═════ Provided passage
D. Conn. L. R. 7(c)(1). “The standard for granting [a motion for reconsideration] is strict, and
reconsideration will generally be denied unless the moving party can point to controlling decisions
or data that the court overlooked—matters, in other words, that might reasonably be expected to
alter the conclusion reached by the court.” Shrader v. CSX Transp., Inc., 70 F.3d 255, 257 (2d Cir.
1995). “The major grounds for justifying reconsideration are ‘an intervening change of controlling
law, the availability of new evidence, or the need to correct a clear error or manifest injustice.’”
Virgin Atl. Airways, Ltd. v. Nat’l Mediation Bd., 956 F.2d 1245, 1255 (2d Cir. 1992) (quoting 18
Charles Alan Wright & Arthur R. Miller, Federal Practice and Procedures § 4478 (1st ed. 1981)).
a. Motion for Reconsideration
Mr. Figueroa’s counsel untimely filed his motion for reconsideration thirty days after the
Court denied his petition without explanation for this delay. Thus, his motion for reconsideration is
procedurally defective and is denied. However, even if the merits were to be considered, they fail.
══════════
Exercise aim
Please carry on the court's ruling on Mr. Figueroa's motion for reconsideration, picking up right after its last sentence.
═════ Extracted material
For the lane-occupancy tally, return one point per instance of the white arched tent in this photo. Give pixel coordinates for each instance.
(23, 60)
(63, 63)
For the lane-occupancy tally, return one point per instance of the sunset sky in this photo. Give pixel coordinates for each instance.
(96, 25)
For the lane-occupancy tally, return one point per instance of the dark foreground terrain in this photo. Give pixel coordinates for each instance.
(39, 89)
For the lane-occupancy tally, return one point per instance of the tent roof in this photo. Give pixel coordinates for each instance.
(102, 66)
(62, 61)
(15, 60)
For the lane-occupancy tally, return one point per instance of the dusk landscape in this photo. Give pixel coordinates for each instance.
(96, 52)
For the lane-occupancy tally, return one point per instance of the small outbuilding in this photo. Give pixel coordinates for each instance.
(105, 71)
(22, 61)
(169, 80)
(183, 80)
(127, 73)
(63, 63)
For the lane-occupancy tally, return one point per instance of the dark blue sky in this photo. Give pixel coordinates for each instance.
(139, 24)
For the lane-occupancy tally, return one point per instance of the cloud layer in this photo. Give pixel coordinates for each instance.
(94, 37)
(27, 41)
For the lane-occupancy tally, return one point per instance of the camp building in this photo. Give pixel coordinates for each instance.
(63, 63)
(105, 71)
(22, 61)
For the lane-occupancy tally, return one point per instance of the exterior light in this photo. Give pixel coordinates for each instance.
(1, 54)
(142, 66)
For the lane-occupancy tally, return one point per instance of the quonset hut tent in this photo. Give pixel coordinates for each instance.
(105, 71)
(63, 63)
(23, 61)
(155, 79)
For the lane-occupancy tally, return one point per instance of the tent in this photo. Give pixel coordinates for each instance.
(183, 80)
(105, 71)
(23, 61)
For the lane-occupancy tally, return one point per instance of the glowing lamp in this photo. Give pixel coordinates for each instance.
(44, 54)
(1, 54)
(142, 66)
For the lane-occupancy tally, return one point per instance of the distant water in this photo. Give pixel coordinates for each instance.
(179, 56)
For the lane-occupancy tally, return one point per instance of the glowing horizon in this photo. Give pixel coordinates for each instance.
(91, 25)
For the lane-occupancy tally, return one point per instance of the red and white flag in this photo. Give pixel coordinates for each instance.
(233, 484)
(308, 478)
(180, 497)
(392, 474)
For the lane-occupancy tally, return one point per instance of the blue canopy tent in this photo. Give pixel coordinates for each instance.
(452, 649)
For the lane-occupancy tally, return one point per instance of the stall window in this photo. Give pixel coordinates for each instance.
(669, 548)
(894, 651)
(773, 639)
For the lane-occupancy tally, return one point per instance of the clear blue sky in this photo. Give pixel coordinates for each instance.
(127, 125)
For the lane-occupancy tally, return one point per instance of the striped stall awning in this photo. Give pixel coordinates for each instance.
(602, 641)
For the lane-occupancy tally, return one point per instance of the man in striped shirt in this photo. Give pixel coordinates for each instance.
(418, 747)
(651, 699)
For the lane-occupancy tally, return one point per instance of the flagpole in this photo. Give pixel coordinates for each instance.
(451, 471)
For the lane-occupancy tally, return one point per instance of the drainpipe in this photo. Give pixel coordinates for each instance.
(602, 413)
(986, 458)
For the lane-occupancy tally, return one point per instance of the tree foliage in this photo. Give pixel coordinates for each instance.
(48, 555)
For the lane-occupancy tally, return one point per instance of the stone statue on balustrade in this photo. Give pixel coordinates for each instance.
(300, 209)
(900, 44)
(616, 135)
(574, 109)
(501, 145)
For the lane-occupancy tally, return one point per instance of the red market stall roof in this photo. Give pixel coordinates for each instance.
══════════
Result of this exercise
Mr. Figueroa discusses the Supreme Court’s decision in Class v. United States, 138 S. Ct. 798,
803 (2018), which is not an intervening change of controlling law regarding the enforceability of
appellate review waivers contained in guilty pleas because it issued before the ruling he challenges.
Defendant relies on Class to claim that “enforcing the waiver in this case would result in a
miscarriage of justice.” (Mot. at 1-2.) In Class, the Supreme Court held that the acceptance of a guilty
plea alone does not bar a criminal defendant from later appealing that conviction on constitutional
grounds. 138 S. Ct. at 801-802. The defendant in Class had pleaded guilty to possessing a firearm on
U.S. Capitol grounds and waived certain rights, 1 but notably absent from the plea agreement was
any reference to a waiver of the right to directly appeal the conviction on constitutional grounds. Id.
The Supreme Court rejected the Government’s argument that “by entering a guilty plea, [a
defendant] inherently relinquishes his constitutional claims.” Id. at 802, 806. Since his plea
agreement did “not expressly refer to a waiver of the appeal right here at issue,” Class was
permitted to bring his constitutional claims on direct appeal. Id. at 806-807.
The Supreme Court’s holding in Class was limited to direct appeals and did not discuss its
applicability to waivers of collateral attacks. United States v. Peppers, 899 F.3d 211, 225,n.7 (3d Cir.
2018) (“The court’s holding [in Class], however, was cabined to direct appeal.”) Moreover, Mr.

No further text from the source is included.